**Task input:**
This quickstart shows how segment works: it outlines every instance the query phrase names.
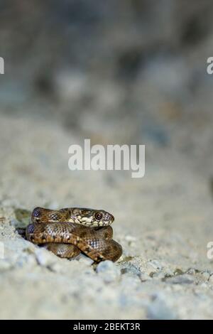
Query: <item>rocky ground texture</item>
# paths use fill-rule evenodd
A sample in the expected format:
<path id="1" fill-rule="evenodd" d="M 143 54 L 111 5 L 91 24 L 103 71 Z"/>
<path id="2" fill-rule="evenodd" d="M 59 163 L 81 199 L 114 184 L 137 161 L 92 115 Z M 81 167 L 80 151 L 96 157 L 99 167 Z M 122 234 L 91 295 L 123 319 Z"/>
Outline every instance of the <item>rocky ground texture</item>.
<path id="1" fill-rule="evenodd" d="M 148 145 L 139 180 L 129 173 L 71 172 L 67 147 L 78 139 L 61 126 L 2 117 L 0 134 L 1 318 L 212 316 L 211 192 L 185 156 Z M 121 258 L 97 266 L 84 256 L 69 261 L 23 239 L 16 227 L 38 205 L 111 212 Z"/>

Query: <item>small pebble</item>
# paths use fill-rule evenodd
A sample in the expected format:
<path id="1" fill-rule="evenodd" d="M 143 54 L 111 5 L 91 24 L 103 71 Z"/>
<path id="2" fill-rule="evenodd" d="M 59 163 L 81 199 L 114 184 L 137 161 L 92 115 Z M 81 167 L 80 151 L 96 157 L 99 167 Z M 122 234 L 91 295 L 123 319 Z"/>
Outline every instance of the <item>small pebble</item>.
<path id="1" fill-rule="evenodd" d="M 125 237 L 125 239 L 126 241 L 130 241 L 130 242 L 135 242 L 136 241 L 136 238 L 135 237 L 132 237 L 131 235 L 126 235 Z"/>
<path id="2" fill-rule="evenodd" d="M 152 279 L 152 278 L 147 273 L 141 274 L 140 279 L 142 282 L 145 282 L 146 281 L 150 281 L 151 279 Z"/>
<path id="3" fill-rule="evenodd" d="M 111 283 L 117 280 L 121 275 L 120 269 L 111 261 L 100 262 L 96 269 L 98 275 L 101 276 L 105 283 Z"/>
<path id="4" fill-rule="evenodd" d="M 4 271 L 11 268 L 12 265 L 7 260 L 0 260 L 0 271 Z"/>
<path id="5" fill-rule="evenodd" d="M 55 255 L 44 248 L 38 248 L 35 252 L 36 259 L 43 266 L 50 266 L 55 262 Z"/>
<path id="6" fill-rule="evenodd" d="M 206 281 L 208 281 L 210 277 L 210 274 L 208 273 L 208 271 L 203 271 L 202 276 Z"/>
<path id="7" fill-rule="evenodd" d="M 86 266 L 91 266 L 94 263 L 94 261 L 86 255 L 81 254 L 79 257 L 79 262 L 86 264 Z"/>

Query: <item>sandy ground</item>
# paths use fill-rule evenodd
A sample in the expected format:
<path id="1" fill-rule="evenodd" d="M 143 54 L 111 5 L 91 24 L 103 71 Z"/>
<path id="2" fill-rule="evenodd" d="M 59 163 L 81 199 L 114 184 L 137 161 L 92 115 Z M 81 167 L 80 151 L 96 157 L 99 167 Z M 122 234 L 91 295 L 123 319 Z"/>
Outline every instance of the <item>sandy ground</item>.
<path id="1" fill-rule="evenodd" d="M 56 122 L 1 117 L 1 318 L 212 318 L 212 200 L 193 161 L 148 141 L 143 178 L 71 172 L 68 147 L 81 139 Z M 16 227 L 36 206 L 112 212 L 123 256 L 96 266 L 24 240 Z"/>

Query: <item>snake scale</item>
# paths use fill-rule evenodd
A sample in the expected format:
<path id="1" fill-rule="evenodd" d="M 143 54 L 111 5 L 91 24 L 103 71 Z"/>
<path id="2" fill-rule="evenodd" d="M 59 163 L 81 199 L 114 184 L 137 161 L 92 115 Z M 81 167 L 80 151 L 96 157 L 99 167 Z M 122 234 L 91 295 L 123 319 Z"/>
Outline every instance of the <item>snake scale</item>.
<path id="1" fill-rule="evenodd" d="M 60 257 L 72 258 L 82 252 L 96 262 L 115 262 L 122 254 L 122 247 L 112 239 L 110 225 L 114 220 L 103 210 L 36 208 L 26 237 Z"/>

**Exercise details:**
Could you output all the material above as a two-column CSV with the headers prompt_text and target_paths, one row for each answered piece of the material, with its text under prompt_text and its answer under target_paths, each in a single quoted field with line breaks turned into spaces? Leave the pictures out.

**Final answer:**
prompt_text,target_paths
"This quickstart shows how segment works: it outlines every instance the query phrase names. Query: <item>rocky ground texture</item> # paths use fill-rule evenodd A sample in the expected format: <path id=""1"" fill-rule=""evenodd"" d=""M 143 54 L 111 5 L 91 24 L 103 71 Z""/> <path id=""2"" fill-rule=""evenodd"" d=""M 59 163 L 81 199 L 114 184 L 137 161 L 92 115 Z M 81 167 L 80 151 L 96 157 L 99 167 Z M 122 234 L 91 295 L 123 319 Z""/> Outline every instance of the <item>rocky ground texture</item>.","<path id=""1"" fill-rule=""evenodd"" d=""M 148 145 L 139 180 L 129 173 L 71 172 L 67 147 L 78 139 L 61 126 L 2 117 L 0 134 L 1 318 L 212 316 L 211 192 L 185 156 Z M 121 258 L 97 266 L 84 256 L 69 261 L 23 239 L 16 227 L 38 205 L 111 212 Z""/>"
"Query: <item>small pebble</item> # paths use fill-rule evenodd A sample in the expected format: <path id=""1"" fill-rule=""evenodd"" d=""M 143 54 L 111 5 L 91 24 L 103 71 Z""/> <path id=""2"" fill-rule=""evenodd"" d=""M 59 163 L 81 199 L 114 184 L 137 161 L 92 115 Z M 81 167 L 80 151 L 96 157 L 99 167 Z M 122 234 L 91 295 L 123 319 Z""/> Outline every instance of the <item>small pebble</item>.","<path id=""1"" fill-rule=""evenodd"" d=""M 125 237 L 125 239 L 126 241 L 130 241 L 130 242 L 135 242 L 136 241 L 136 238 L 135 237 L 132 237 L 131 235 L 126 235 Z""/> <path id=""2"" fill-rule=""evenodd"" d=""M 152 279 L 152 278 L 147 273 L 141 274 L 140 279 L 142 282 L 145 282 L 146 281 L 150 281 L 151 279 Z""/> <path id=""3"" fill-rule=""evenodd"" d=""M 111 283 L 117 280 L 121 275 L 120 269 L 111 261 L 100 262 L 96 269 L 98 275 L 101 276 L 105 283 Z""/> <path id=""4"" fill-rule=""evenodd"" d=""M 4 271 L 11 268 L 12 265 L 7 260 L 0 260 L 0 271 Z""/> <path id=""5"" fill-rule=""evenodd"" d=""M 55 255 L 44 248 L 38 248 L 35 252 L 36 259 L 43 266 L 50 266 L 55 262 Z""/> <path id=""6"" fill-rule=""evenodd"" d=""M 206 281 L 208 281 L 210 277 L 210 274 L 208 273 L 208 271 L 203 271 L 202 276 Z""/> <path id=""7"" fill-rule=""evenodd"" d=""M 86 266 L 91 266 L 94 263 L 94 261 L 86 255 L 81 254 L 79 257 L 79 262 L 86 264 Z""/>"
"Query: <item>sandy ground</item> # paths use fill-rule evenodd A sample in the expected format: <path id=""1"" fill-rule=""evenodd"" d=""M 143 54 L 111 5 L 91 24 L 103 71 Z""/> <path id=""2"" fill-rule=""evenodd"" d=""M 59 163 L 81 199 L 114 184 L 137 161 L 92 115 Z M 81 167 L 80 151 L 96 157 L 99 167 Z M 122 234 L 91 295 L 123 319 Z""/> Outline every instance of the <item>sandy ground</item>.","<path id=""1"" fill-rule=""evenodd"" d=""M 56 122 L 1 117 L 1 318 L 212 318 L 212 200 L 193 161 L 148 141 L 143 178 L 71 172 L 68 147 L 81 139 Z M 16 227 L 36 206 L 112 212 L 123 256 L 96 266 L 24 240 Z""/>"
"Query: <item>snake scale</item> # paths use fill-rule evenodd A sample in the expected format: <path id=""1"" fill-rule=""evenodd"" d=""M 143 54 L 111 5 L 91 24 L 103 71 Z""/> <path id=""2"" fill-rule=""evenodd"" d=""M 59 163 L 81 199 L 114 184 L 137 161 L 92 115 Z M 81 167 L 80 151 L 96 157 L 99 167 Z M 122 234 L 91 295 L 123 319 Z""/> Outline every instance of the <item>snake scale</item>.","<path id=""1"" fill-rule=""evenodd"" d=""M 60 257 L 72 258 L 82 252 L 96 262 L 115 262 L 122 254 L 122 247 L 112 239 L 110 225 L 114 220 L 103 210 L 36 208 L 26 237 Z""/>"